Tarea asignada 1
Responde estas preguntas a partir del texto sobre los golpes de Estado en África.
(a) ¿Qué reino del sur de África es la excepción por no haber visto a sus presidentes destituidos?
(b) ¿En qué año registró Egipto un nuevo golpe para destituir a Mohamed Mursi?
(c) ¿Qué cuatro repúblicas se mencionan como salpicadas este año?
Tarea asignada 2
Reescribe el fragmento del texto sobre los golpes de Estado en África que comienza en las palabras "Los estados africanos" y termina tras "las tentativas frustradas.", sustituyendo "aldea global" por "comunidad internacional".

Texto
★ ★ ★ ★

Hoy por hoy, un ‘Golpe de Estado’ no representa un cambio considerable en el andamiaje económico-social de cualquier sociedad. Es, ante todo, un giro inesperado y súbito en la persona de quien pretende llevar las riendas.
En otras palabras, podría decirse, que en la complicidad conjetura luchas de poder domésticas, crisis palatinas, o sencillos reacomodos en la clandestinidad de los pueblos, que ciertamente define los pronunciamientos militares en África. O, en cualquier manera, injerencias en la dinámica política, sustituyendo la movilidad institucional cuando las clases dirigentes advierten algún riesgo en orden a un avance popular, como suele acontecer en Latinoamérica.
Los estados africanos son los más jóvenes de la aldea global, pero, pese a su exigua historia han experimentado vicisitudes radicales con más reiteración que en cualquier otro continente, y en algunos hasta en más de una ocasión. En suma, se han desencadenado más de un centenar y un guarismo similar corresponde a las tentativas frustradas.
En el caso de África Occidental, esta tesitura es más recurrente que en otras partes, como en el Sur, cuyas naciones son la excepción del Reino de Lesoto, que no ha visto a sus presidentes destituidos. Así, territorios como la República Democrática del Congo, Burkina Faso o la República Federal de Nigeria, han registrado al menos cinco pronunciamientos. Y, como era de esperar, el Ejército es el responsable de desalojar al Jefe de Estado de su cargo, quien, mismamente, llegó por la vía del intento fallido.
Durante los mismos, casi una decena de mandatarios han sido aniquilados como Thomas Isodore Nöel Sankara (1949-1987), en Burkina Faso; o Patrice Émery Lumumba (1925-1961), en el Congo; o Juvénal Habyarimana (1937-1994), cuando su muerte se originó al ser derribado su avión en 1994 y desatar el ‘Genocidio de Ruanda’ (7-IV-1994/15-VII-1994).
En idéntica sintonía, la República Árabe de Egipto y el Estado de Libia, los ‘Golpes de Estado’ se ejecutaron para deponer a la monarquía. Toda vez, que el primero ha registrado uno nuevo en 2013, para destituir al primer Presidente designado democráticamente, Mohamed Mursi Isa al-Ayyat (1951-2019).
Con estas connotaciones preliminares, el escenario que subyace en tierras africanas parece ser presa del encadenamiento de los ‘Golpes de Estado’, porque suma y sigue con más de doscientas asonadas desde las independencias, la mitad con logros y este año como no podía ser de otra manera, salpicando a la República de Níger, República de Mali, República de Guinea-Conakri y República de Chad.

★ ★ ★ ★

Datos
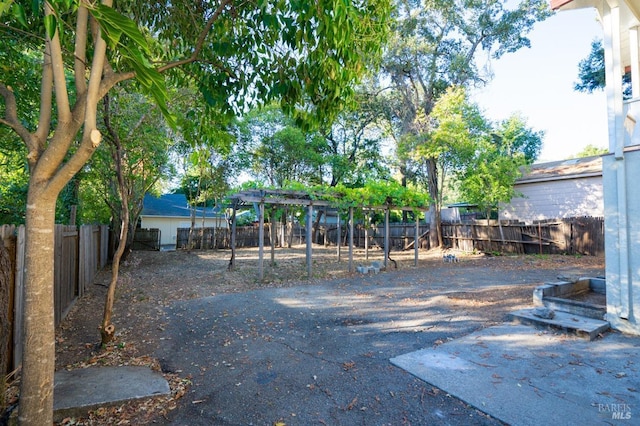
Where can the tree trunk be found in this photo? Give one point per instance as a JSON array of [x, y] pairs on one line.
[[435, 223], [315, 225], [38, 359]]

★ ★ ★ ★

Resultado 1
(a) El Reino de Lesoto.
(b) En 2013.
(c) La República de Níger, la República de Mali, la República de Guinea-Conakri y la República de Chad.

Resultado 2
Los estados africanos son los más jóvenes de la comunidad internacional, pero, pese a su exigua historia han experimentado vicisitudes radicales con más reiteración que en cualquier otro continente, y en algunos hasta en más de una ocasión. En suma, se han desencadenado más de un centenar y un guarismo similar corresponde a las tentativas frustradas.